◆ Requirements
In the records below, write out verbatim every line from the one containing "mark the man's" through the one containing "[197,70,232,109]", including both of those lines.

◆ Information provided
________

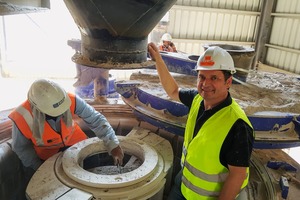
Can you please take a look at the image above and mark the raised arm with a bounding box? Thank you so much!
[148,43,180,101]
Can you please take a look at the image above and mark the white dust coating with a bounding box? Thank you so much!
[130,69,300,115]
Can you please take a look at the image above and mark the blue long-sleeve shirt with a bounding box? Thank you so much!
[12,96,119,170]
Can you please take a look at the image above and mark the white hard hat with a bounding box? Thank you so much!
[28,79,71,117]
[195,46,236,74]
[161,33,172,42]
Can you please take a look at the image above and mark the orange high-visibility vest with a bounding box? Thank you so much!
[9,94,87,160]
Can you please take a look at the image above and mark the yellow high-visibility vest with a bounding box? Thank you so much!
[181,94,252,200]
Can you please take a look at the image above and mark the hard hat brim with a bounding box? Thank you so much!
[44,95,71,117]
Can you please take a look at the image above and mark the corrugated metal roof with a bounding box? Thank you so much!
[152,0,300,74]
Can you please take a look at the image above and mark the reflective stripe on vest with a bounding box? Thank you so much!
[181,95,252,199]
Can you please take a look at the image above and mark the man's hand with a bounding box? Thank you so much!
[148,42,161,61]
[111,146,124,165]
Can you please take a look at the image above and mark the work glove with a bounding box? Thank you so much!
[111,146,124,165]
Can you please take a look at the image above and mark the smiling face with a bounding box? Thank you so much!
[197,70,232,109]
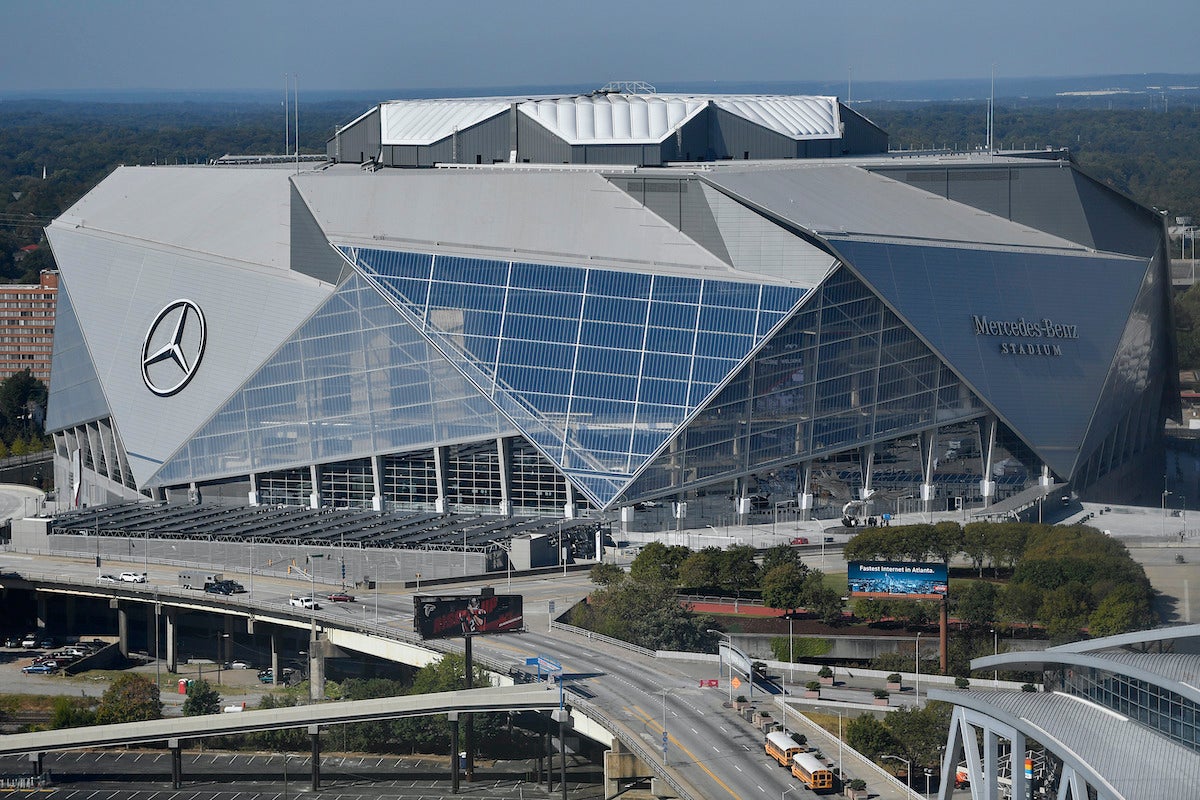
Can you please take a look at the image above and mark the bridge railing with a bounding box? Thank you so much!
[550,620,656,658]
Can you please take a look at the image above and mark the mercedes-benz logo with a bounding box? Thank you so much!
[142,300,208,397]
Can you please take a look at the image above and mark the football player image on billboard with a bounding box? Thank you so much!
[413,594,524,639]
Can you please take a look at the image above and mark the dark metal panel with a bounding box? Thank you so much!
[289,185,349,285]
[832,239,1145,479]
[516,112,577,164]
[325,108,379,164]
[947,167,1009,219]
[840,106,888,155]
[708,107,806,161]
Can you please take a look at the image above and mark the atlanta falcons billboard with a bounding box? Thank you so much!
[413,595,524,639]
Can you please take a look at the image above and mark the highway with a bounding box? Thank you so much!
[0,553,844,800]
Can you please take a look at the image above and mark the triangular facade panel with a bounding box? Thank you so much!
[832,239,1146,477]
[344,248,805,506]
[46,282,109,432]
[622,269,986,500]
[147,276,514,485]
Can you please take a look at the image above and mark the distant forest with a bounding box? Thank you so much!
[7,98,1200,359]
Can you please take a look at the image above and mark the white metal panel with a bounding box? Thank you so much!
[379,97,509,145]
[518,94,709,144]
[713,95,841,140]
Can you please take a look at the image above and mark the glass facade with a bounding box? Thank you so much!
[343,248,806,505]
[626,269,986,498]
[1046,667,1200,752]
[154,277,511,485]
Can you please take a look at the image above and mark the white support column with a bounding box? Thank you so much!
[433,446,450,513]
[796,461,812,521]
[920,428,937,513]
[1009,732,1026,800]
[858,445,875,500]
[563,475,578,519]
[496,437,512,517]
[308,464,320,509]
[371,456,383,511]
[979,414,996,509]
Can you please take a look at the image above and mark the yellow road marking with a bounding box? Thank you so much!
[631,705,742,800]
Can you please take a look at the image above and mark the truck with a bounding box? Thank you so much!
[179,572,224,589]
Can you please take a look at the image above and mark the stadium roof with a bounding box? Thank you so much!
[376,92,841,145]
[930,690,1200,800]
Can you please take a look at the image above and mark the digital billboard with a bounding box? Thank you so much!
[413,595,524,639]
[846,561,948,600]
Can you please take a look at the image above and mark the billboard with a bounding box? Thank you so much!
[413,595,524,639]
[846,561,948,600]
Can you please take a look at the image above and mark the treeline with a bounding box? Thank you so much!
[845,522,1154,642]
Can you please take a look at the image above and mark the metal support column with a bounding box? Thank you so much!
[167,739,184,789]
[462,634,475,783]
[308,724,320,792]
[446,711,458,794]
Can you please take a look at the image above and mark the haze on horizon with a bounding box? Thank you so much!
[0,0,1200,95]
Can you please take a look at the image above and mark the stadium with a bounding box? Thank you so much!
[39,86,1178,529]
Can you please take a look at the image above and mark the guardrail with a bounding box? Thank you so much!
[571,696,696,800]
[550,620,658,658]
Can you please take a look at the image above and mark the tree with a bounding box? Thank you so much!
[762,564,808,612]
[721,545,758,597]
[589,564,625,587]
[629,542,691,587]
[49,696,96,729]
[184,678,221,717]
[96,673,162,724]
[846,714,896,758]
[1087,584,1153,636]
[954,581,1000,627]
[679,547,721,589]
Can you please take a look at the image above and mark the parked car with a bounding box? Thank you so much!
[20,664,58,675]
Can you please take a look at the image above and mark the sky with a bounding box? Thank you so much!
[7,0,1200,92]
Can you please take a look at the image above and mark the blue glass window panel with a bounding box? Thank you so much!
[704,281,758,308]
[574,372,637,401]
[583,295,646,325]
[512,261,587,294]
[504,314,580,345]
[508,288,583,319]
[696,332,754,359]
[640,378,688,407]
[500,339,575,373]
[433,255,509,287]
[504,367,571,395]
[576,347,642,375]
[653,275,702,306]
[642,347,691,381]
[588,270,650,300]
[650,302,698,331]
[646,327,696,355]
[700,306,757,333]
[580,323,646,350]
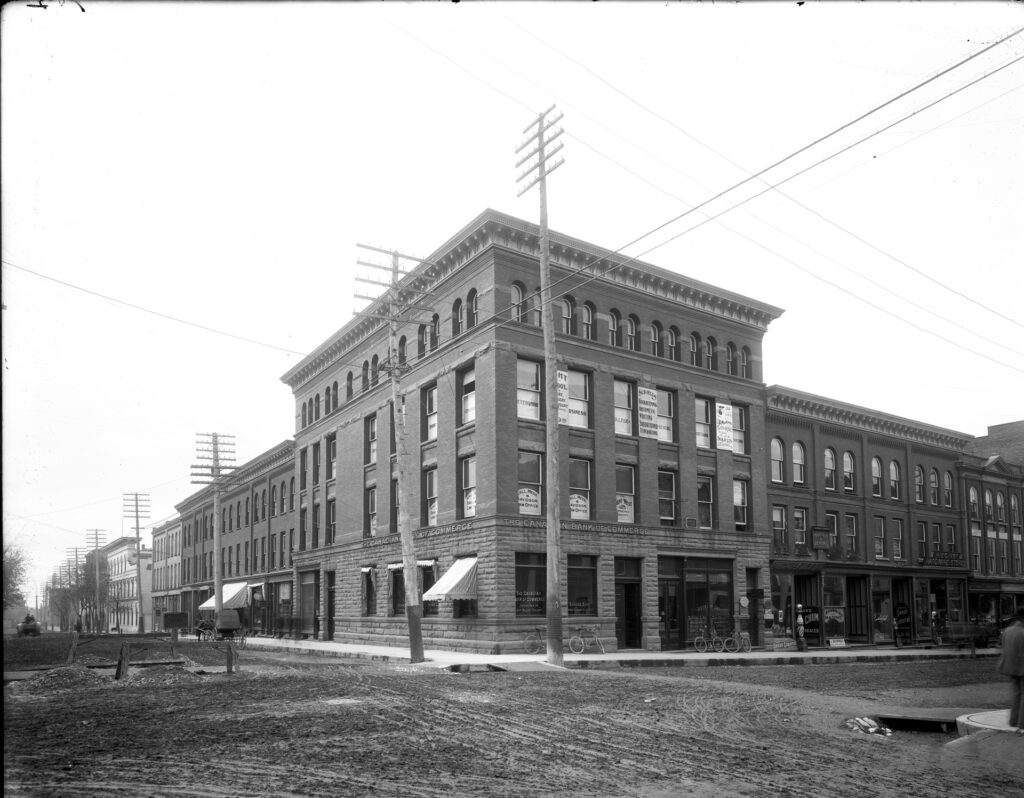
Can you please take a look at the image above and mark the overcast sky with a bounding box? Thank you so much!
[0,0,1024,601]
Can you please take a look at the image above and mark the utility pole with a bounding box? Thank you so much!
[516,106,564,666]
[124,493,150,634]
[191,432,234,619]
[356,244,430,663]
[85,530,106,633]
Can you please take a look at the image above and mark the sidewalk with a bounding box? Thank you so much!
[241,637,999,671]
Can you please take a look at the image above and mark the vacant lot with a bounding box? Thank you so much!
[4,636,1024,798]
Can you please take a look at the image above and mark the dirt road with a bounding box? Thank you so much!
[4,653,1024,798]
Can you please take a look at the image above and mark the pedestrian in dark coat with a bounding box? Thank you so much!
[995,606,1024,734]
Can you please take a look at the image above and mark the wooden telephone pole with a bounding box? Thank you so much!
[516,106,564,666]
[356,244,431,663]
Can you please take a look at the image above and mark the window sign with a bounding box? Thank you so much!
[637,386,658,438]
[715,405,732,452]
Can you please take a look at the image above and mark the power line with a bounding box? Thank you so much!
[3,260,305,358]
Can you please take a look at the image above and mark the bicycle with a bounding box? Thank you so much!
[693,626,726,654]
[522,627,546,654]
[569,626,605,654]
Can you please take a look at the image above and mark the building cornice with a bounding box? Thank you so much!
[765,385,974,453]
[281,209,783,390]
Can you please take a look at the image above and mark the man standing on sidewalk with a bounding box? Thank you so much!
[995,606,1024,734]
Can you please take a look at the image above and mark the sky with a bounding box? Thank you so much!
[0,0,1024,602]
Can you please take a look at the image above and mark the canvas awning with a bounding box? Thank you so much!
[423,557,476,601]
[199,582,249,610]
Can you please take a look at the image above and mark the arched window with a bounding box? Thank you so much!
[559,296,575,335]
[771,437,785,482]
[825,449,836,491]
[690,333,701,366]
[650,322,665,358]
[512,283,529,324]
[626,314,640,352]
[871,457,882,496]
[665,327,679,363]
[466,288,480,330]
[793,440,807,485]
[580,302,595,341]
[843,452,857,491]
[452,299,462,338]
[608,308,623,346]
[705,338,718,371]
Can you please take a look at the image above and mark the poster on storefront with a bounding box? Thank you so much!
[637,385,657,438]
[715,403,732,452]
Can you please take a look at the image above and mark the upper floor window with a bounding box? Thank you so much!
[843,452,857,491]
[459,368,476,424]
[793,440,807,485]
[769,437,785,482]
[567,370,590,429]
[580,302,594,341]
[516,360,542,419]
[889,460,902,499]
[466,288,480,330]
[871,457,882,496]
[824,449,836,491]
[614,380,637,435]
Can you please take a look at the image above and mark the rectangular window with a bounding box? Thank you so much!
[657,470,676,527]
[565,554,597,616]
[515,551,548,619]
[362,415,377,465]
[732,405,746,455]
[889,518,903,559]
[615,465,636,523]
[657,388,676,444]
[516,361,543,419]
[423,467,437,527]
[694,396,715,449]
[614,380,637,435]
[324,499,338,546]
[771,504,787,548]
[873,515,887,559]
[519,452,544,515]
[459,457,476,518]
[825,512,839,546]
[566,370,590,429]
[569,458,590,520]
[459,369,476,424]
[697,476,715,530]
[732,479,750,532]
[422,385,437,440]
[793,507,807,546]
[846,512,858,554]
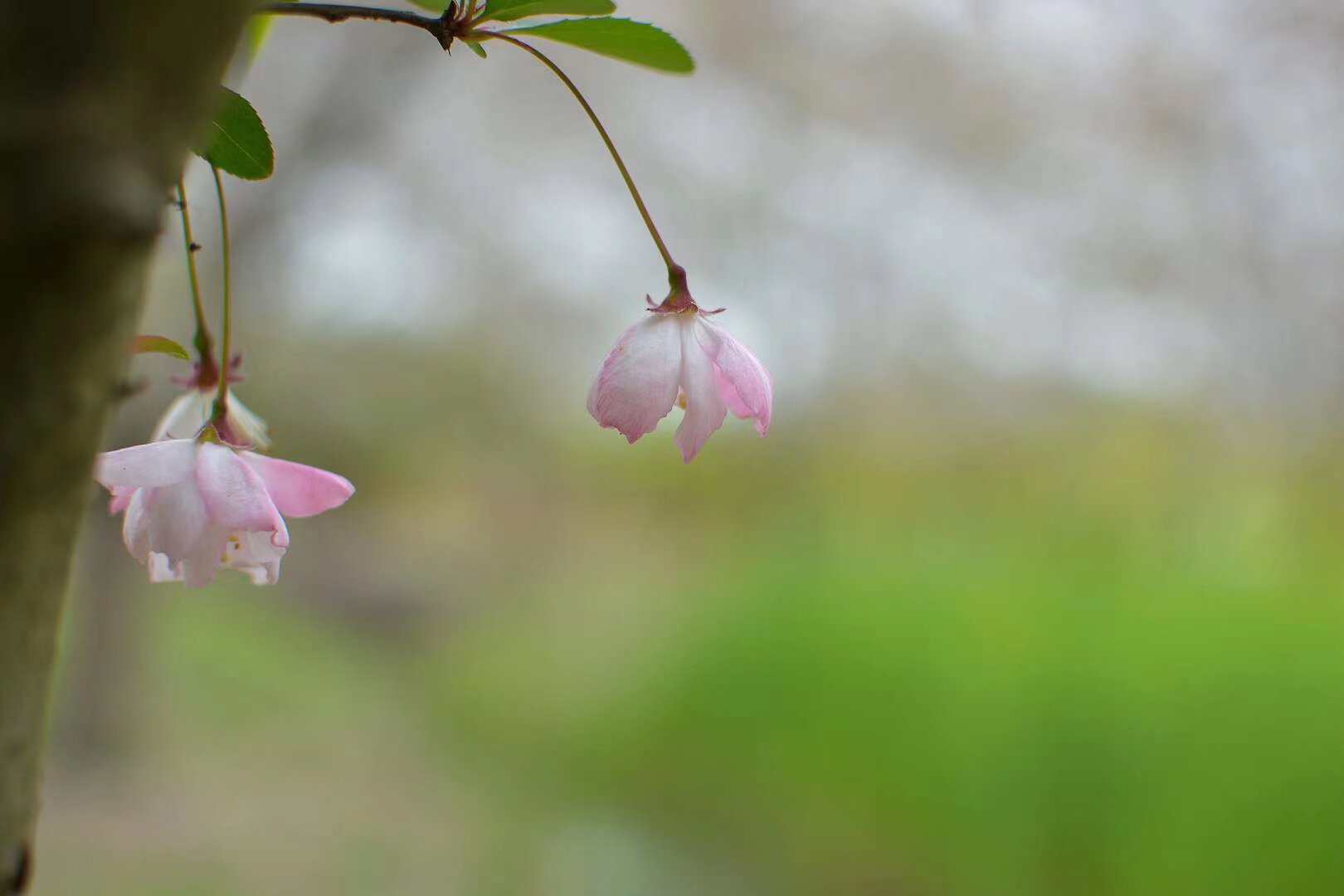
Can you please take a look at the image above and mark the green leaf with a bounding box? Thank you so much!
[501,16,695,72]
[247,0,298,61]
[484,0,616,22]
[132,336,191,362]
[197,87,275,180]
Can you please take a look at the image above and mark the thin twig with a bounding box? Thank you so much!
[261,2,453,50]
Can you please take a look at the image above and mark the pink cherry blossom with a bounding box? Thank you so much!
[587,309,774,464]
[149,386,270,450]
[94,439,355,587]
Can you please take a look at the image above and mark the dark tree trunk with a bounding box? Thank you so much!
[0,0,256,894]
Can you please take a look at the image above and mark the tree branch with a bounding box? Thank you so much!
[0,0,258,896]
[262,2,453,50]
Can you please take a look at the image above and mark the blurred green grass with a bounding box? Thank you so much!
[37,407,1344,894]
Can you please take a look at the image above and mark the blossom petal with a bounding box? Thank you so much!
[93,439,197,489]
[188,442,289,543]
[676,319,728,464]
[226,532,285,584]
[696,317,774,438]
[121,489,152,562]
[228,390,270,450]
[145,480,210,567]
[241,451,355,517]
[108,485,139,516]
[178,525,228,588]
[149,390,214,442]
[148,553,183,584]
[587,314,681,442]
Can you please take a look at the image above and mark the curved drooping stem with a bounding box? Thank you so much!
[178,178,214,373]
[261,0,453,50]
[210,165,234,432]
[480,31,685,288]
[258,0,688,287]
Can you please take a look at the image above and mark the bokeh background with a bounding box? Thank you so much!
[35,0,1344,896]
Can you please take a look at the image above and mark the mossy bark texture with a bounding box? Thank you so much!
[0,0,256,894]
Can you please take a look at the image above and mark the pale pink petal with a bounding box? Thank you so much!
[676,316,728,464]
[121,489,152,562]
[188,442,289,548]
[241,451,355,517]
[225,532,285,584]
[176,525,228,588]
[149,390,215,442]
[148,553,183,584]
[108,485,137,516]
[145,480,210,566]
[228,390,270,449]
[152,390,270,449]
[93,439,197,489]
[696,317,774,438]
[587,314,681,442]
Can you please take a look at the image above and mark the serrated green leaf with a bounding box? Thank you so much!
[501,16,695,72]
[247,0,299,61]
[483,0,616,22]
[195,87,275,180]
[132,336,191,362]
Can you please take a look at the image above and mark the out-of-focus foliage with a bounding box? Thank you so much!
[35,0,1344,896]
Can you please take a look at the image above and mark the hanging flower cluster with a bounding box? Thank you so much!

________

◆ Correct answer
Can you please take a look at the image above and mark the man's hand with a bounding box? Thank you so much!
[148,42,161,61]
[111,146,124,165]
Can you please take a look at the image above and mark the work glove with a bounding box? Thank you so much!
[111,146,124,165]
Can you please take a look at the image above and mark the smiling face with a bounding box? Thank you so much!
[197,70,232,109]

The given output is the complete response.